Collect every line of the material below that contains the word "door". Case counts.

LISTING
(begin)
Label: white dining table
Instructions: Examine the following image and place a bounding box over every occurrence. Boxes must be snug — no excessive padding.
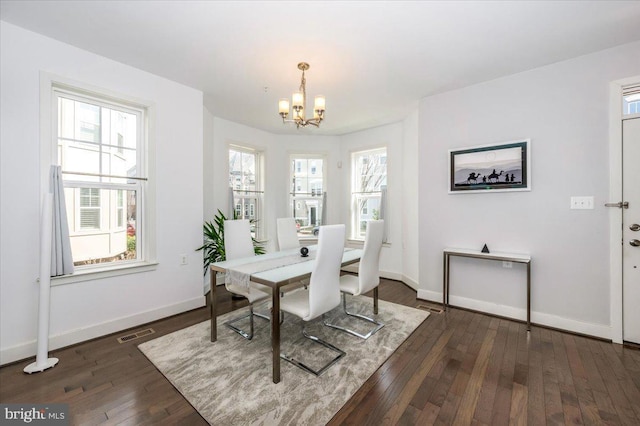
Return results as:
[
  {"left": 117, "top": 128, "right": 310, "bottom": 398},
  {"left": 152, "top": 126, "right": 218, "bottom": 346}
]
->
[{"left": 209, "top": 248, "right": 362, "bottom": 383}]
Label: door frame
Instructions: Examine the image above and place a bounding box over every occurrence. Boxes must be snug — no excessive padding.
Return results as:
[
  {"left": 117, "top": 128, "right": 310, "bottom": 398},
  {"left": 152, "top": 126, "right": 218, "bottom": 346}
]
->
[{"left": 605, "top": 75, "right": 640, "bottom": 343}]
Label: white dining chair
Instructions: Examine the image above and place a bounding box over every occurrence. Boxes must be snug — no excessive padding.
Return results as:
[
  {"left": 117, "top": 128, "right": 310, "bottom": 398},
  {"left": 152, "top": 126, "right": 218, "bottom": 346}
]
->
[
  {"left": 280, "top": 225, "right": 346, "bottom": 376},
  {"left": 276, "top": 217, "right": 300, "bottom": 251},
  {"left": 224, "top": 219, "right": 271, "bottom": 340},
  {"left": 324, "top": 220, "right": 384, "bottom": 340}
]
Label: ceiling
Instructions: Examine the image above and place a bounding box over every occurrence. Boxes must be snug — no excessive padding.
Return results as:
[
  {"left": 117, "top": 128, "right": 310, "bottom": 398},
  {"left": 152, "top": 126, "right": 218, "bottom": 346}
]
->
[{"left": 0, "top": 0, "right": 640, "bottom": 135}]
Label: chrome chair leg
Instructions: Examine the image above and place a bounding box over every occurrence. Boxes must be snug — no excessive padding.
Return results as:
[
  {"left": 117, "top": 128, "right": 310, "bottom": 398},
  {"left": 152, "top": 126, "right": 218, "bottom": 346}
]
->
[
  {"left": 224, "top": 305, "right": 271, "bottom": 340},
  {"left": 280, "top": 315, "right": 346, "bottom": 376},
  {"left": 323, "top": 293, "right": 384, "bottom": 340}
]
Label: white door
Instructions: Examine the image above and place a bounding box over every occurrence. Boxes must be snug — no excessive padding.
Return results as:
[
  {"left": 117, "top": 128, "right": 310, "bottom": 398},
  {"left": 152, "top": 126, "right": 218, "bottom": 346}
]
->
[{"left": 622, "top": 118, "right": 640, "bottom": 344}]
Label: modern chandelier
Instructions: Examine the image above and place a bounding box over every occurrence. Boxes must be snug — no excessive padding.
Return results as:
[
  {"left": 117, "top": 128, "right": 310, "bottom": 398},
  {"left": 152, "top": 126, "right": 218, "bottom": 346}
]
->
[{"left": 278, "top": 62, "right": 325, "bottom": 128}]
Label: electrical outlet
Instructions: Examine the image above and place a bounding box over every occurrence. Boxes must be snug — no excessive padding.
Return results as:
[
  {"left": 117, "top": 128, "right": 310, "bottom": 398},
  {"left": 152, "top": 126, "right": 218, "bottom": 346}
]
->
[{"left": 571, "top": 197, "right": 594, "bottom": 210}]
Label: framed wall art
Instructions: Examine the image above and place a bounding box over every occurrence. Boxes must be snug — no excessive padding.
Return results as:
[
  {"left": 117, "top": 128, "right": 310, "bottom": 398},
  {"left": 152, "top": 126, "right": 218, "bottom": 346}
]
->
[{"left": 449, "top": 139, "right": 531, "bottom": 194}]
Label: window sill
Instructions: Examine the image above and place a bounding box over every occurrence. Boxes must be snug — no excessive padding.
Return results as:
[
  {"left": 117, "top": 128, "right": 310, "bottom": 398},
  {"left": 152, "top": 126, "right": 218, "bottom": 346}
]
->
[
  {"left": 51, "top": 262, "right": 158, "bottom": 287},
  {"left": 347, "top": 238, "right": 391, "bottom": 248}
]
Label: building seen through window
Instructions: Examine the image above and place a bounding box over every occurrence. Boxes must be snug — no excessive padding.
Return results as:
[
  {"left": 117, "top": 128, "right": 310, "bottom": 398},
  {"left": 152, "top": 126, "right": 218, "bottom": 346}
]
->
[
  {"left": 289, "top": 155, "right": 325, "bottom": 238},
  {"left": 229, "top": 146, "right": 264, "bottom": 238},
  {"left": 351, "top": 148, "right": 387, "bottom": 240}
]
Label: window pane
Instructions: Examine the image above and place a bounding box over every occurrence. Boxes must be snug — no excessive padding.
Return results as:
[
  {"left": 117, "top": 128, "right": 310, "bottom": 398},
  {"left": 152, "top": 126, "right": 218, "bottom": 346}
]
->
[
  {"left": 75, "top": 101, "right": 100, "bottom": 142},
  {"left": 229, "top": 148, "right": 263, "bottom": 238},
  {"left": 351, "top": 148, "right": 387, "bottom": 239},
  {"left": 289, "top": 155, "right": 325, "bottom": 238}
]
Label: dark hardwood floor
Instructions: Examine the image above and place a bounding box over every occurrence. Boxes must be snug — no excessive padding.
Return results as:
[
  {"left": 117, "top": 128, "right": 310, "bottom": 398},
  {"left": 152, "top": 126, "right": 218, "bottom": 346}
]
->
[{"left": 0, "top": 280, "right": 640, "bottom": 425}]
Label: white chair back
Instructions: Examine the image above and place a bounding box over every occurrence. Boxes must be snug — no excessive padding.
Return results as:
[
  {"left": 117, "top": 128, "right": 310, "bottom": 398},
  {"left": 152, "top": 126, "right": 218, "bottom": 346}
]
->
[
  {"left": 276, "top": 217, "right": 300, "bottom": 250},
  {"left": 304, "top": 225, "right": 345, "bottom": 321},
  {"left": 224, "top": 219, "right": 255, "bottom": 260},
  {"left": 358, "top": 220, "right": 384, "bottom": 294}
]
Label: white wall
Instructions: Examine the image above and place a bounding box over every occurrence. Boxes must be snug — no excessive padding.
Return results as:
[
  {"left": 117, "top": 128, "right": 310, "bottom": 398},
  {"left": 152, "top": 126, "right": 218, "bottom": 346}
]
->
[
  {"left": 418, "top": 42, "right": 640, "bottom": 337},
  {"left": 0, "top": 22, "right": 204, "bottom": 363}
]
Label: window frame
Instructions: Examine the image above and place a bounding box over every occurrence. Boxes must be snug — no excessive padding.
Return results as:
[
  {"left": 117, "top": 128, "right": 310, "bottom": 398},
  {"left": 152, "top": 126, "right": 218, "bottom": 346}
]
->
[
  {"left": 286, "top": 151, "right": 328, "bottom": 241},
  {"left": 39, "top": 72, "right": 158, "bottom": 286},
  {"left": 349, "top": 145, "right": 389, "bottom": 241},
  {"left": 227, "top": 143, "right": 266, "bottom": 241}
]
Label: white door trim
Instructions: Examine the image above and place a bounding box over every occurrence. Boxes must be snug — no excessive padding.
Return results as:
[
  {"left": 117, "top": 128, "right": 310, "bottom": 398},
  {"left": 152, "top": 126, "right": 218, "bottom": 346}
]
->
[{"left": 607, "top": 76, "right": 640, "bottom": 343}]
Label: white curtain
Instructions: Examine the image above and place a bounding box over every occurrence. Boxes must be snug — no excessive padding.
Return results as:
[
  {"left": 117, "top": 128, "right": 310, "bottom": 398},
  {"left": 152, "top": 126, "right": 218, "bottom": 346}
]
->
[
  {"left": 49, "top": 166, "right": 73, "bottom": 277},
  {"left": 380, "top": 185, "right": 388, "bottom": 243}
]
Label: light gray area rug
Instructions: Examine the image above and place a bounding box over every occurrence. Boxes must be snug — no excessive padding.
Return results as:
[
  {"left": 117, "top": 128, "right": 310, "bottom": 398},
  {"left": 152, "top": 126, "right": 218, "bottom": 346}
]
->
[{"left": 138, "top": 296, "right": 429, "bottom": 426}]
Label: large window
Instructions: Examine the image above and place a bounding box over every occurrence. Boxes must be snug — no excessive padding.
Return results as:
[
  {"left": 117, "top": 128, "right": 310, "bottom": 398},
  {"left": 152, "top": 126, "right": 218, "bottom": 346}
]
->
[
  {"left": 229, "top": 145, "right": 264, "bottom": 239},
  {"left": 351, "top": 148, "right": 387, "bottom": 240},
  {"left": 622, "top": 91, "right": 640, "bottom": 115},
  {"left": 289, "top": 155, "right": 326, "bottom": 238},
  {"left": 54, "top": 88, "right": 146, "bottom": 269}
]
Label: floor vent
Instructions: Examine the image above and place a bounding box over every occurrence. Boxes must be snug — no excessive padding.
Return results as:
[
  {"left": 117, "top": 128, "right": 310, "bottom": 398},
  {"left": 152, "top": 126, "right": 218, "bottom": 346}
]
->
[
  {"left": 416, "top": 305, "right": 442, "bottom": 314},
  {"left": 118, "top": 328, "right": 155, "bottom": 343}
]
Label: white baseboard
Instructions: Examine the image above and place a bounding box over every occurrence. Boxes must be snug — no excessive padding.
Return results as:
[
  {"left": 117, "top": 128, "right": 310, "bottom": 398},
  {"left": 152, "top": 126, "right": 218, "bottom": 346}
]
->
[
  {"left": 0, "top": 296, "right": 206, "bottom": 365},
  {"left": 418, "top": 290, "right": 612, "bottom": 339}
]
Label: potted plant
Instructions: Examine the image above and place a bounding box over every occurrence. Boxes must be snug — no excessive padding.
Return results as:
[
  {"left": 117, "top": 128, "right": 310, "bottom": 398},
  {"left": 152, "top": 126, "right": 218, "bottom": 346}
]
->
[{"left": 196, "top": 209, "right": 265, "bottom": 275}]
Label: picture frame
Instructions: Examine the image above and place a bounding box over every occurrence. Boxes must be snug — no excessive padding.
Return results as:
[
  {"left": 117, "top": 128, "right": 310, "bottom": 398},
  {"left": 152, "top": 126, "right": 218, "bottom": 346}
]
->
[{"left": 449, "top": 139, "right": 531, "bottom": 194}]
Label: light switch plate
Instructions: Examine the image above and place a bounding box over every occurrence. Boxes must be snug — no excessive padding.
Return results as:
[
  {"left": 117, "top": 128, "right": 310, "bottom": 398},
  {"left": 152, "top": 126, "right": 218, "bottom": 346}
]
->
[{"left": 571, "top": 196, "right": 594, "bottom": 210}]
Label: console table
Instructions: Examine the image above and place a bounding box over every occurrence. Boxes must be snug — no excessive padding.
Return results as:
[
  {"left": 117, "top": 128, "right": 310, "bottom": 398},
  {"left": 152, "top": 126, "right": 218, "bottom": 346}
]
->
[{"left": 442, "top": 248, "right": 531, "bottom": 331}]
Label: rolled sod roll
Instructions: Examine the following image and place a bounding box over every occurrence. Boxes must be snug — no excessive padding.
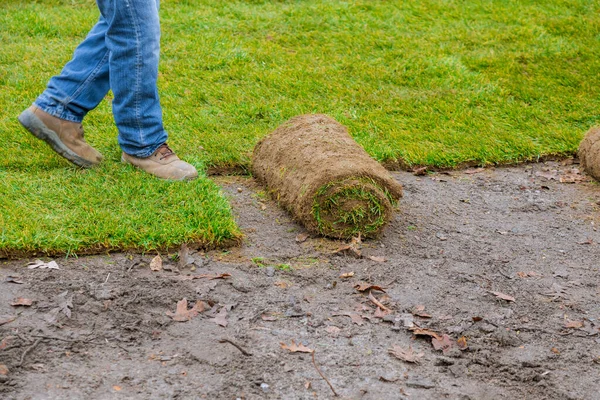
(end)
SOLUTION TO THE PROBLEM
Label: door frame
Label: white door
Label: white door trim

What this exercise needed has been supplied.